# YOUR INSTRUCTIONS
Convert the lines below into a Markdown table with the columns "Row" and "Line," numbering each row and skipping blank lines. Leave the pictures out of the table.

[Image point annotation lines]
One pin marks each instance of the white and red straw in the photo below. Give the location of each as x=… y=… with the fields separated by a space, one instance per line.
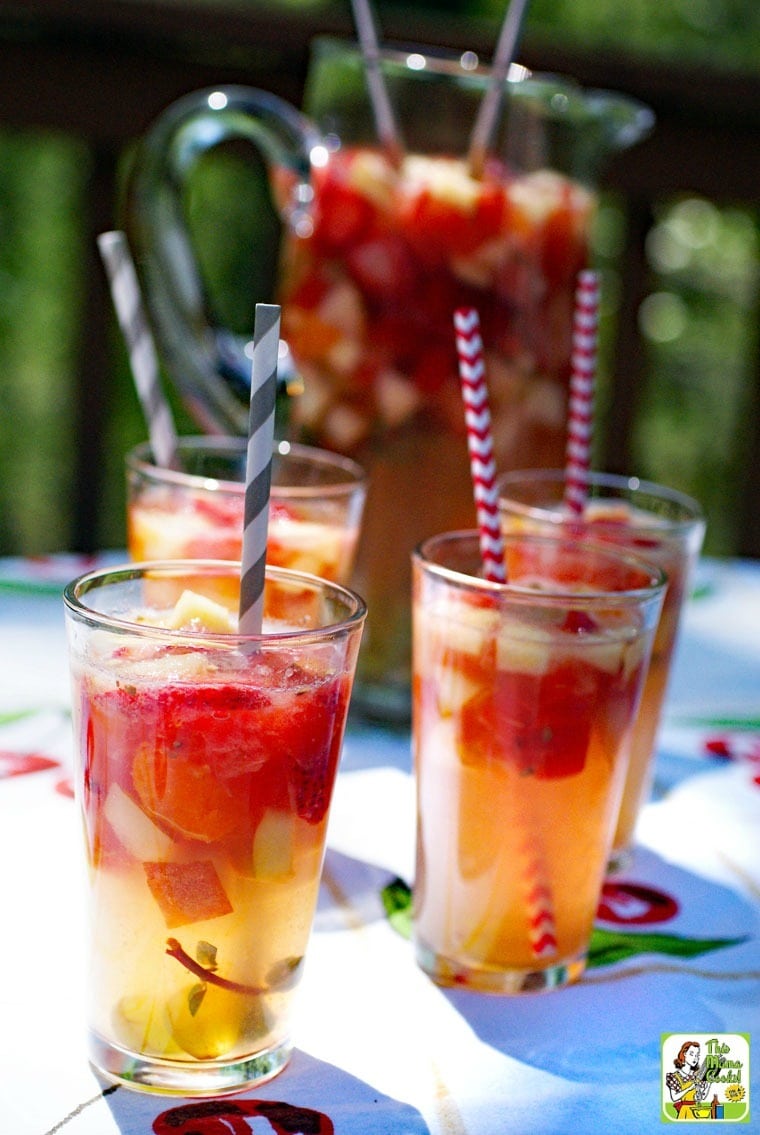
x=541 y=930
x=581 y=406
x=259 y=467
x=480 y=443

# ANSWER TO THIS PROBLEM
| Row | Line |
|---|---|
| 1 | One pin marks each instance of the white and red straw in the photo below. Give the location of each as x=… y=… with the fields separated by a space, one instance per line. |
| 2 | x=541 y=930 |
| 3 | x=581 y=406 |
| 4 | x=259 y=467 |
| 5 | x=480 y=443 |